## Task material
---*---

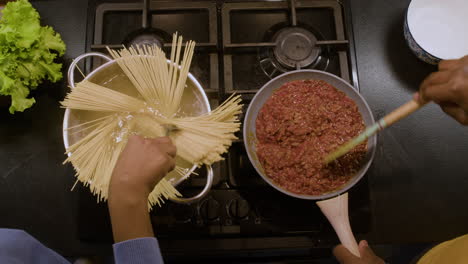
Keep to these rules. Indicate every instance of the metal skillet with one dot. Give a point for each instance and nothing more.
(333, 204)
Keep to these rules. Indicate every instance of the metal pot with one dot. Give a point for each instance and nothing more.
(435, 30)
(103, 74)
(333, 204)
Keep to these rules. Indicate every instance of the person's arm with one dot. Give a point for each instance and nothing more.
(448, 87)
(142, 164)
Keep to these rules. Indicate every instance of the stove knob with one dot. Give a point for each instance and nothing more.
(182, 212)
(209, 210)
(238, 208)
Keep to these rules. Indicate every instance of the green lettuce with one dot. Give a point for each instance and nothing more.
(27, 53)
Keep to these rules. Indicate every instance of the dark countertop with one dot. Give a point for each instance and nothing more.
(418, 180)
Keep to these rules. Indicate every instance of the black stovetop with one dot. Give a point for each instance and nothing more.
(236, 53)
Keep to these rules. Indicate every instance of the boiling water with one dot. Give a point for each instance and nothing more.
(112, 77)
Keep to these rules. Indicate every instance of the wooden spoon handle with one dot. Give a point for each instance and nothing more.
(336, 211)
(397, 114)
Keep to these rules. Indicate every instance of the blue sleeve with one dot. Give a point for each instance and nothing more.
(135, 251)
(17, 246)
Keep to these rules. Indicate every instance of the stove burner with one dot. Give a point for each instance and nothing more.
(295, 47)
(147, 36)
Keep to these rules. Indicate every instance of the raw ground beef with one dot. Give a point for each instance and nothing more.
(301, 123)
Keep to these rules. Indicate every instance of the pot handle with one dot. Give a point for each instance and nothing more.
(71, 69)
(336, 211)
(203, 193)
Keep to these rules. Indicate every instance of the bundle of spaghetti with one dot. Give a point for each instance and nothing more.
(161, 83)
(203, 139)
(92, 97)
(94, 156)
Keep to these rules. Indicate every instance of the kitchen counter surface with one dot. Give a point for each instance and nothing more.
(418, 180)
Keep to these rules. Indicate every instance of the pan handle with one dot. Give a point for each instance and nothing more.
(73, 65)
(336, 211)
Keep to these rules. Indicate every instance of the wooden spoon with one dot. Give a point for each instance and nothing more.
(397, 114)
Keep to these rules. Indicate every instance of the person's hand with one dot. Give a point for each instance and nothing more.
(141, 165)
(448, 87)
(344, 256)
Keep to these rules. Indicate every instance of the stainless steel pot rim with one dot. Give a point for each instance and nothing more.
(328, 195)
(109, 62)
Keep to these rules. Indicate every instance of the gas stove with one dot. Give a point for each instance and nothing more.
(240, 46)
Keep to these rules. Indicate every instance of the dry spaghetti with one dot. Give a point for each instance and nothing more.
(160, 84)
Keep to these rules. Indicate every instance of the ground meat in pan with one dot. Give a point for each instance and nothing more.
(301, 123)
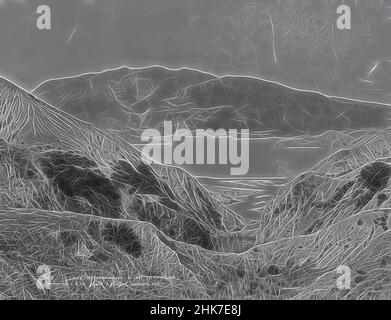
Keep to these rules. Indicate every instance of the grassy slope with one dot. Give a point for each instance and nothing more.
(288, 257)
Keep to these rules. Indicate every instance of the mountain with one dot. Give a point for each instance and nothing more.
(128, 100)
(79, 200)
(96, 172)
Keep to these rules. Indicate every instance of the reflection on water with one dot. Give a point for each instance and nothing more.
(270, 167)
(269, 161)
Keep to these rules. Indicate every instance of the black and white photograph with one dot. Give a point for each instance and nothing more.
(218, 151)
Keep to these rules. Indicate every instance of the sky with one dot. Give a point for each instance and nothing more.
(294, 42)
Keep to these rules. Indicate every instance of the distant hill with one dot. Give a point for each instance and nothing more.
(40, 144)
(129, 99)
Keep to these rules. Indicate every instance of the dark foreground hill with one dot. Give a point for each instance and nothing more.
(128, 99)
(80, 201)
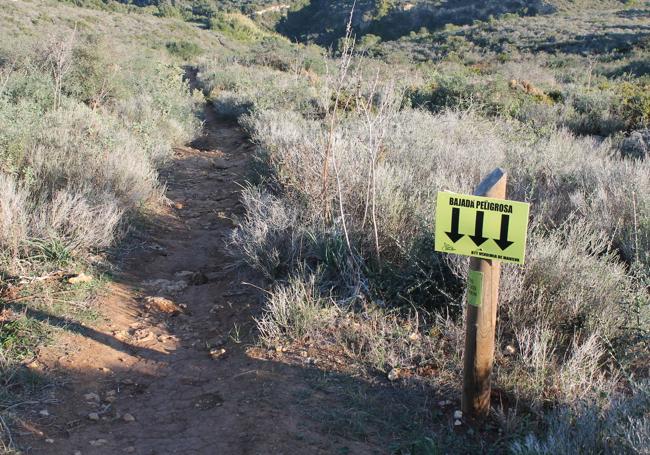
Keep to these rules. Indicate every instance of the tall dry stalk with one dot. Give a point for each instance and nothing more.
(344, 66)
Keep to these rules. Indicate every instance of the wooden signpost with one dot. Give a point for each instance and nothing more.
(490, 229)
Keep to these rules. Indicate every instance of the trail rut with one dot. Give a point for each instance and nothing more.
(151, 382)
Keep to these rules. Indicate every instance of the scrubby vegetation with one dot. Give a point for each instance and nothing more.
(352, 147)
(350, 161)
(86, 119)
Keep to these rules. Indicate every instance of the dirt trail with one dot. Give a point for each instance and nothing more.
(167, 372)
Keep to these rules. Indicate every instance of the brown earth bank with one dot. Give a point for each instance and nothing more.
(174, 369)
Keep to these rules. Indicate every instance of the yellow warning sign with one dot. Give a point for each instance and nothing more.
(474, 287)
(481, 227)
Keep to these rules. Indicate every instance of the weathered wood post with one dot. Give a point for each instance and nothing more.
(491, 230)
(480, 321)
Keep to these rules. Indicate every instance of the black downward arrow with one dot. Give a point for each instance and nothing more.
(454, 235)
(503, 241)
(478, 238)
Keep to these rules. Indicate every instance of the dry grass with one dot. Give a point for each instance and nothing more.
(353, 249)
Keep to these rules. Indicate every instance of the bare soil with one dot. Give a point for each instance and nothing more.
(183, 375)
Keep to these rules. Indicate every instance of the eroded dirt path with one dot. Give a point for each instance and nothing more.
(151, 382)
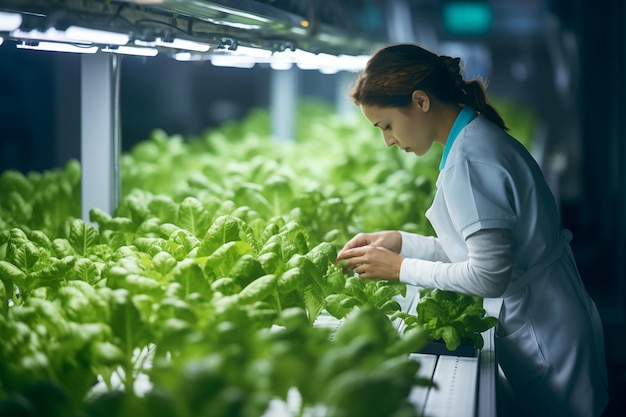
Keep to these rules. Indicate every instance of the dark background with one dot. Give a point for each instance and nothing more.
(582, 124)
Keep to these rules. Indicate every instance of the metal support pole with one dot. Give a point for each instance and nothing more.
(100, 132)
(344, 105)
(284, 102)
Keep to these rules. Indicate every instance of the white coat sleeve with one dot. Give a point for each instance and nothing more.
(422, 247)
(486, 273)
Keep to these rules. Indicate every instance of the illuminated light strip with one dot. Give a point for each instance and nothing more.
(10, 21)
(58, 47)
(132, 50)
(50, 34)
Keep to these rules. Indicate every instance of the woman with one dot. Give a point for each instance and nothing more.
(497, 231)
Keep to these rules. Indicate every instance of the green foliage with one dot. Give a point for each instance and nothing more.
(453, 317)
(213, 269)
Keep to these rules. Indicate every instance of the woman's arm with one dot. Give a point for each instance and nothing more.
(422, 247)
(486, 273)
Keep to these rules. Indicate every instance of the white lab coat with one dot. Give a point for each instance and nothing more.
(549, 339)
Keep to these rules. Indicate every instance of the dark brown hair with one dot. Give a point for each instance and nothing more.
(395, 71)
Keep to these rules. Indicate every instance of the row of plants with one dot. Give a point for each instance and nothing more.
(209, 276)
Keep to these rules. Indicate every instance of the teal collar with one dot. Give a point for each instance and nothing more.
(466, 115)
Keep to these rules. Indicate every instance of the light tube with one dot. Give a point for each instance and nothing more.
(132, 50)
(9, 21)
(50, 34)
(59, 47)
(96, 36)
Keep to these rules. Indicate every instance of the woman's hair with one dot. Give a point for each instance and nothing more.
(395, 71)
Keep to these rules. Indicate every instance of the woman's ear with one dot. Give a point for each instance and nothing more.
(421, 100)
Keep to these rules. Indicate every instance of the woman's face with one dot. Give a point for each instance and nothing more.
(408, 128)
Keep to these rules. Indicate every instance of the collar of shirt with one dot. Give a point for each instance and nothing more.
(466, 115)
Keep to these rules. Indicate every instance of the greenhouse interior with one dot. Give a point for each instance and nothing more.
(177, 178)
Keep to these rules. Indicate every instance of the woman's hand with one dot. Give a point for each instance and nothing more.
(372, 262)
(388, 239)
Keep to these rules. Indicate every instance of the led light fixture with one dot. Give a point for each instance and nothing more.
(132, 50)
(9, 21)
(50, 34)
(58, 47)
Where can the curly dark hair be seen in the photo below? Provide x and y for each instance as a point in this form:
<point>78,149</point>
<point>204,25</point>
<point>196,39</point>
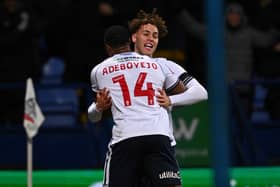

---*---

## About this exercise
An exact copy of the records above is required, leaving out the pictures.

## Solution for this exercise
Keep to these rules. Indicate every instance of the metal skillet with one dot. Give a point for each instance and nothing more.
(333, 204)
Keep to these rules. Indicate every instance of the metal pot with one dot. Give a point for each instance and nothing more.
(435, 30)
(103, 74)
(333, 204)
Keep to these rules. Indicate every instance of the person's arm with one dot. Give a point for each instance and nothing more.
(448, 87)
(142, 164)
Keep to these rules. Indicate every instance of the stove knob with one dot. Give a point for each instance and nothing more.
(182, 212)
(209, 210)
(238, 208)
Keep to these rules. Indicate every instance of the green lettuce with one dot. Give a point for each instance and nothing more.
(27, 53)
Keep to these rules. Indicate every instance of the dark countertop with one dot. Give a point for each instance and nothing more.
(418, 180)
Keep to these rules. Indicate every instance of the black stovetop with one dot. Give a point for each instance and nothing more.
(236, 53)
Keep to these rules. Indicate every instance of the boiling water with one dot. Give a point for each instance and nothing more.
(112, 77)
Keep to these rules. Indicate every instance of the wooden spoon handle with one dot. Give a point for each instance and nothing more.
(336, 211)
(397, 114)
Keep to these rules. Indicate every instance of the blue sleeve with one dot. Give a point for each instance and nothing more.
(135, 251)
(17, 246)
Keep to these rules. Indicate every instance of the stove burner with one dot. Give a point for each instance and nothing more.
(295, 47)
(147, 36)
Keep to these rules. Indicate every instance of the raw ground beef with one dot. Give a point for each instance and nothing more.
(301, 123)
Keep to these rules. Indicate every instance of the pot handle with one dot. Give a point for each instance and nothing more.
(71, 69)
(336, 211)
(203, 193)
Keep to these rules. Indicate every instance of the bundle of spaghetti with one dot. Give a point for each instance and nothing more.
(161, 83)
(203, 139)
(92, 97)
(94, 156)
Keep to these rules. Indicate every instance of the kitchen counter surface with one dot. Give a point for each instance and nothing more.
(418, 180)
Keep to these rules. Indicate every instance of the pan handle with one dot. Give a point for each instance and nothing more.
(73, 65)
(336, 211)
Keep to these rules. Indicate every instance of the wooden spoon with one dot. Give a point for each instance and nothing more.
(397, 114)
Keep to these rules. Indicate every instance of the person's hand with one dot. Give a point for each instance and nothing more.
(141, 165)
(448, 87)
(344, 256)
Keep to these rules. Indicate every instance of the stainless steel pot rim with one dot. Give a point for each instance and nothing more.
(328, 195)
(109, 62)
Keep to these rules. Indicate every instance of the gas stove with one dot. Give a point for each instance and nothing more.
(240, 46)
Keep to these rules. Indicate every instance of the dry spaghetti with one dot. Give a point for each instance and nothing more.
(160, 84)
Keep to these rules. Indicate every instance of the ground meat in pan with one dot. Give a point for each instance and nothing more.
(301, 123)
Keep to these rules. Indicate every instance of the grassy slope with one dot. Give a point for each instance and nothing more.
(288, 257)
Keep to these rules. Indicate every instance of the mountain with one dot. Give a point for each instance and nothing more.
(128, 100)
(79, 200)
(96, 172)
Keep to these rules. Indicate every instance of the reflection on water with one dot. Give a point for each instance and nothing more.
(270, 167)
(269, 161)
Keep to these rules. Indicate every instance of the black and white photograph with one dot. Give a point for each instance and nothing more.
(218, 151)
Keep to these rules. Indicate every instance of the sky with one dot. Give a point for each instance and nothing more.
(294, 42)
Keep to these rules. Indicate every instance of the distant hill with one dot. Give a point for each instance and nothing more.
(40, 144)
(129, 99)
Keep to these rules. Indicate every instance of the dark foreground hill with one dot. Give a point for each instance and nothing more.
(128, 99)
(80, 201)
Keep to these rules. Indicate every instance of the tall dry stalk with one dot. Give a point for each instance and nothing more.
(344, 66)
Keep to these rules. Indicate every instance of the wooden signpost with one dot. Give a point for each instance and nothing more.
(490, 229)
Keep to these rules. Indicate every instance of the trail rut with one dot. Give a point for each instance and nothing more.
(151, 382)
Keep to these rules. Indicate every instance of the scrubby vegetation with one dot. Give a point for each instance and nothing more.
(352, 147)
(350, 161)
(86, 119)
Keep to these rules. Indicate every instance of the dirt trail with one dot. Give a point for each instance and nothing more.
(167, 372)
Keep to these rules. Indicate every instance of the brown earth bank with one dot. Give a point for each instance and nothing more.
(174, 369)
Keep to these rules. Indicate every instance of the yellow warning sign with one dot. Give a point for each instance and nothing more.
(474, 287)
(481, 227)
Keep to these rules. Indicate every instance of the weathered wood post with one dot. Give a point for each instance and nothing more.
(491, 230)
(480, 321)
Keep to these rules. Indicate every instance of the black downward arrow with one dot. Give a point for each instance and nothing more.
(454, 235)
(503, 241)
(478, 238)
Keep to these rules. Indicate every instance of the dry grass with one dot. Give a point for each instance and nothing more.
(353, 249)
Keep to these rules. Indicate every instance of the bare soil with one dot. Give a point for each instance and nothing more.
(183, 375)
Keep to these rules. Indicate every instance of the eroded dirt path with one dot. Give a point for each instance and nothing more.
(151, 382)
Keep to these rules. Indicate every instance of the dark background with one dot. Give a point for each instance and nothing more.
(582, 124)
Keep to these rules. Indicate every instance of the metal support pole with one dot. Give a point for each instance and nothing more.
(100, 132)
(344, 105)
(284, 102)
Keep to these rules. Indicate every instance of the white coat sleeve with one dot. Give a point for each instance and nothing more.
(422, 247)
(486, 273)
Keep to these rules. Indicate every instance of the illuminated light strip with one dot. Give a point for each instance and nothing more.
(10, 21)
(58, 47)
(132, 50)
(50, 34)
Keep to these rules. Indicate every instance of the woman with one dot. Give a point for each instance and nothing more.
(497, 231)
Keep to these rules. Indicate every instance of the green foliage with one dot. Give a point for each instance and nothing more.
(453, 317)
(213, 269)
Keep to these rules. Indicate every instance of the woman's arm with one dot. Give a point for each instance and nothing more.
(422, 247)
(486, 273)
Keep to these rules. Indicate every instance of the white lab coat with one dot. Give a point for each instance and nothing more.
(549, 339)
Keep to these rules. Indicate every instance of the dark brown hair with one dot. Give a point for each instance and nothing more.
(395, 71)
Keep to these rules. Indicate every instance of the row of plants with one dot. Give a point for each instance and nothing more.
(209, 276)
Keep to these rules. Indicate every instance of the teal collar with one dot. Give a point for each instance and nothing more.
(466, 115)
Keep to these rules. Indicate every instance of the light tube with one dot. Give a point for each instance and nothing more.
(132, 50)
(9, 21)
(50, 34)
(59, 47)
(96, 36)
Keep to these rules. Indicate every instance of the woman's hair with one dot. Give a point for each instance and nothing more.
(395, 71)
Keep to these rules. Indicate every instance of the woman's ear with one dot. Give a point for each instance and nothing more.
(421, 100)
Keep to these rules. Indicate every instance of the woman's face with one dot. Give a point for each instance and nothing more.
(408, 128)
Keep to these rules. Indicate every instance of the collar of shirt with one dot. Give a point for each instance and nothing more.
(466, 115)
Keep to these rules. Indicate every instance of the greenhouse interior with one dot. Give a point for each instance and nothing more.
(177, 178)
Keep to these rules. Indicate every instance of the woman's hand with one dot. Give a point for each instance and nothing more.
(372, 262)
(388, 239)
Keep to these rules. Indicate every instance of the led light fixture with one dot. Give a point for each instance and nothing more.
(132, 50)
(9, 21)
(50, 34)
(58, 47)
Where can the curly dark hair be seen in the photo below? Provide x and y for each instance as a point in this form:
<point>78,149</point>
<point>204,25</point>
<point>196,39</point>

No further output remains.